- PROBLEM REQUIREMENTS -
Rewrite all of the material below with "thickest" changed to "widest" and nothing else altered. Leave the pictures out.

- DATA SHOWN -
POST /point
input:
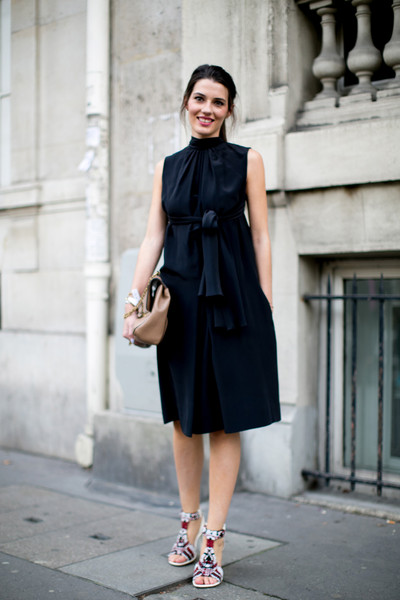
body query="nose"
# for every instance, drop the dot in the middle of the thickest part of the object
(206, 108)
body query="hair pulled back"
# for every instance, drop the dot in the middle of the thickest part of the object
(217, 74)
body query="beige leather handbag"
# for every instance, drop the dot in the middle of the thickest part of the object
(152, 312)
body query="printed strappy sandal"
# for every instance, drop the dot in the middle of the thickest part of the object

- FINAL RESULT -
POST /point
input:
body query="nose"
# for every instance, drop the dot in the middle of the widest part of the object
(206, 108)
body query="hair pulled back"
# for every instance, drop the dot in the middle of the widest part of the object
(217, 74)
body query="beige leather handbag"
# for every instance, drop the dot in the middle of the widest part of the object
(152, 312)
body query="printed strappy sandal"
# for every instance, drop the dot in the middle of the widest part of the object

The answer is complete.